» WHAT NEEDS TO BE DONE
Write out the whole of the material exactly.

» DATASET CONTENT

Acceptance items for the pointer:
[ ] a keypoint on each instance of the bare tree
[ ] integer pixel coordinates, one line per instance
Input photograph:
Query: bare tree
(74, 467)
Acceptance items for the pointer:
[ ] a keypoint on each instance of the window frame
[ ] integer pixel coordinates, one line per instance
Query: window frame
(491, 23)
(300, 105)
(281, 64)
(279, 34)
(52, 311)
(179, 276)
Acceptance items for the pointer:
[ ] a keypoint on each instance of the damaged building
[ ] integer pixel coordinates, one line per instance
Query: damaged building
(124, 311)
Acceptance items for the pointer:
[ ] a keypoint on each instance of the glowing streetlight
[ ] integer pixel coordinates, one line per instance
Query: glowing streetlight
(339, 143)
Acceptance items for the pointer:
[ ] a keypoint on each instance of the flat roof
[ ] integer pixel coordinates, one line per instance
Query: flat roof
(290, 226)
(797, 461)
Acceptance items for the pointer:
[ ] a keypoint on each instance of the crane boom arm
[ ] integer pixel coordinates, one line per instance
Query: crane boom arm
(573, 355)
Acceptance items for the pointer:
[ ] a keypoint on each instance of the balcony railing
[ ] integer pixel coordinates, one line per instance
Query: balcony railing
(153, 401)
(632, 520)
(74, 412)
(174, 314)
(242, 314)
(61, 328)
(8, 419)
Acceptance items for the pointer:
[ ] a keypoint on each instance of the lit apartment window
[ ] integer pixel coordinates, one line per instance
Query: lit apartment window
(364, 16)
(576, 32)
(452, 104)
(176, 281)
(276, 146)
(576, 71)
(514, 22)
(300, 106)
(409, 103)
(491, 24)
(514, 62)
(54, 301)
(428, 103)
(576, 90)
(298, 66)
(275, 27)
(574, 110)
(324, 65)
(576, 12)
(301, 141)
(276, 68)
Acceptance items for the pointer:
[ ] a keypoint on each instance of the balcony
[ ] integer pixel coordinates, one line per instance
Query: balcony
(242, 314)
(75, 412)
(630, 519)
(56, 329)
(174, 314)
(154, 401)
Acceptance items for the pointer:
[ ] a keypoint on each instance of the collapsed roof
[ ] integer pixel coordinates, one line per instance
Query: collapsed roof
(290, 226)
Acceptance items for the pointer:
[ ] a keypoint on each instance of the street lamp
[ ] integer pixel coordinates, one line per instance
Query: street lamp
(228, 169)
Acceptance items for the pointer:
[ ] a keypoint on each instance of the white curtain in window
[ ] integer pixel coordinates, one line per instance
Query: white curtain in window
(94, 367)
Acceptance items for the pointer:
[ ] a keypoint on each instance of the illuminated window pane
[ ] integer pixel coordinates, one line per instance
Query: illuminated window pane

» FINAL RESULT
Acceptance items for the pointer:
[ ] a keypoint on each instance of the bare tree
[ ] integer pixel coordinates, one line per instance
Input photograph:
Query: bare tree
(74, 467)
Acceptance items for the pointer:
[ ] a keypoint on each instance of the window frame
[ ] integer pixel coordinates, one line per instance
Query: window frame
(491, 23)
(300, 105)
(281, 64)
(279, 34)
(52, 311)
(179, 276)
Acceptance items for the pointer:
[ ] a keypoint on each instance of the damaged building
[ ] integer pixel coordinates, one line per instance
Query: damaged building
(124, 311)
Acceptance items for the pointer:
[ ] a keypoint on each instance of the glowing streetlight
[ ] integer pixel coordinates, one line per instance
Query: glowing streetlight
(339, 143)
Acceptance items for the pointer:
[ ] a keypoint on each instance of the flat roof
[ ] integer pixel coordinates, one line per instance
Query: flat roof
(290, 226)
(797, 461)
Acceptance items for the pointer:
[ ] a keypoint on each instance of the crane boom arm
[ ] integer pixel coordinates, one line per instance
Query: crane boom arm
(573, 355)
Acceptance items for the pointer:
[ ] a keypoint on each instance of the balcony railing
[ ] integer pixel coordinates, one line per instance
Query: balcony railing
(153, 401)
(632, 520)
(74, 412)
(174, 314)
(242, 314)
(61, 328)
(8, 419)
Acceptance items for the pointer:
[ ] a keypoint on each instance of the lit apartment window
[ ] integer pixel coordinates, one line per instance
Query: lit apartment window
(364, 16)
(576, 32)
(452, 104)
(176, 281)
(276, 146)
(576, 71)
(514, 22)
(300, 106)
(409, 103)
(491, 24)
(514, 62)
(54, 301)
(428, 103)
(576, 90)
(298, 66)
(275, 27)
(574, 110)
(324, 65)
(576, 12)
(301, 141)
(276, 68)
Acceptance items for the pointer:
[ ] a keypoint on each instance of the balcony
[ ] integer pixel coordinates, one line per instance
Query: balcony
(242, 314)
(75, 412)
(630, 519)
(56, 329)
(174, 314)
(154, 401)
Acceptance items for the pointer:
[ ] a keypoint on each instance of the collapsed roof
[ ] integer pixel coordinates, one line per instance
Query: collapsed roof
(290, 226)
Acceptance items for the pointer:
[ ] a keypoint on each instance of the street lamp
[ ] integer pixel coordinates, one line per instance
Query: street lamp
(228, 169)
Acceptance items for the pointer:
[ ] a keypoint on each instance of the white curtain in window
[ ] integer pixel coordinates, one line per instance
Query: white curtain in window
(94, 367)
Acceptance items for the pointer:
[ ] a keypoint on each instance of the illuminated window pane
[ ] integer pixel coordinates, one line per instance
Query: illuminated window pane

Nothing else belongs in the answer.